* **Your task**
Take the entries below and reproduce them word for word.

* **Data extract**
####
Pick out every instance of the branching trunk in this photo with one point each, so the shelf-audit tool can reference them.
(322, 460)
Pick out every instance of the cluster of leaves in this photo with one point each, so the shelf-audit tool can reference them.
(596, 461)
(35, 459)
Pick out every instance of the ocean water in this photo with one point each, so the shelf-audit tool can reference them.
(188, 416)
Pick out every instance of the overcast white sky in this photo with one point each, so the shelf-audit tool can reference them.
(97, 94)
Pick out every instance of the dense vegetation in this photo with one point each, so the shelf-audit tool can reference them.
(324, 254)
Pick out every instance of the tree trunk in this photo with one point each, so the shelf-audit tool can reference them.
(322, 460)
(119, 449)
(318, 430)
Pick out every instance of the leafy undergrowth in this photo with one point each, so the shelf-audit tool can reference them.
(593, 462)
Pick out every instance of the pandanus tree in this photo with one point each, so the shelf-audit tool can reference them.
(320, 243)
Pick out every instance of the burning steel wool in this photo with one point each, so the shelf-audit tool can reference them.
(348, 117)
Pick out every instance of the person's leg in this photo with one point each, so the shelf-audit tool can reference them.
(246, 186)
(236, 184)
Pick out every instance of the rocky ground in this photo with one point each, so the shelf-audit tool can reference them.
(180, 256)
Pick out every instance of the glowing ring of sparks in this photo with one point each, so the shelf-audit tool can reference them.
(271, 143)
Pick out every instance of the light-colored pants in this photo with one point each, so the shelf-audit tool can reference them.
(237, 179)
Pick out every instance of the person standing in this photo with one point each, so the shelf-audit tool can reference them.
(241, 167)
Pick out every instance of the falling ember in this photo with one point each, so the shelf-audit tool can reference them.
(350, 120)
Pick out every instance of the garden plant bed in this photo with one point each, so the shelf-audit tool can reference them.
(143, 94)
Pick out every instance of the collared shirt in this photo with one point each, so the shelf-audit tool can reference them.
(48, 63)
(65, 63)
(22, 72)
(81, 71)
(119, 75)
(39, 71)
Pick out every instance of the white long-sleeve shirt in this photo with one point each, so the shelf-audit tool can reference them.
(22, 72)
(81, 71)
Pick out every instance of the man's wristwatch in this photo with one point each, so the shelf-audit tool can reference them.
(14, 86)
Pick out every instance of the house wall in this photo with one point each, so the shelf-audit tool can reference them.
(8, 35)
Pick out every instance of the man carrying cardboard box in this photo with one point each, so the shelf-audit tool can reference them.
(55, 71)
####
* **Written response**
Pick out every instance of the branching trunk in this photo with one point each, so the shelf-audit tool can reference them.
(322, 460)
Pick out every instance of the cluster of leaves in this photo with one point each, so the shelf-audit tool can reference them.
(596, 461)
(35, 459)
Pick out every instance of the ocean water in this photo with one point each, so the shelf-audit tool can reference them.
(188, 416)
Pick out every instance of the overcast white sky in this photo with one point each, so the shelf-audit tool can reference them.
(97, 94)
Pick out every instance of the dense vegetation in this photo with one point each, so the shelf-audit tool can reference them.
(324, 254)
Pick out every instance of the tree trunk in this photo with one point each, so the shelf-audit tool can reference them.
(322, 460)
(119, 449)
(318, 430)
Pick out every instance of the leafy undergrowth in this photo with one point each, so the shelf-audit tool can reference them.
(593, 462)
Pick out every instance of the pandanus tree in this photo with one point each, so the shelf-audit tool can reference them.
(320, 243)
Pick out every instance of the burning steel wool in this photo with one point each, so the shelf-audit tool can reference them.
(348, 117)
Pick out every instance of the person's leg in this photo with one point each, so the shelf-audit tool can reference them.
(246, 186)
(236, 184)
Pick out every instance of the rocky ground in this photo with one point each, so the shelf-audit tool can reference them.
(180, 256)
Pick out every instance of the glowing ring of sparks in this photo with one point each, so the shelf-audit tool can reference them.
(271, 143)
Pick out every instance of the light-colored pants in this photo with one point each, so the shelf-audit tool can reference them.
(237, 179)
Pick out every instance of the person standing in this photo with one point each, so the shelf-audit tool can reference them.
(241, 167)
Pick out every instance of the falling ember in this photo with one point each, so the shelf-audit tool can reference them.
(350, 120)
Pick out every instance of the garden plant bed in this photo with one point each, so the shelf-audit tool can reference them.
(143, 94)
Pick out every instance of the collared shirt in this photo with one point each, so the shelf-audit tool can reference them.
(48, 63)
(65, 63)
(22, 72)
(81, 71)
(119, 75)
(39, 71)
Pick out every instance of the white long-sleeve shirt in this photo with one point each, so the shelf-audit tool can reference them.
(22, 72)
(81, 71)
Pick out every instance of the man's wristwatch in this photo with one point each, so the shelf-audit tool can reference them.
(14, 86)
Pick out every instance of the house wall in this photo with one point each, so the shelf-audit tool can reference them.
(8, 35)
Pick out every instance of the man carrying cardboard box in this photo with one point each, so the shelf-audit tool can reference them.
(55, 71)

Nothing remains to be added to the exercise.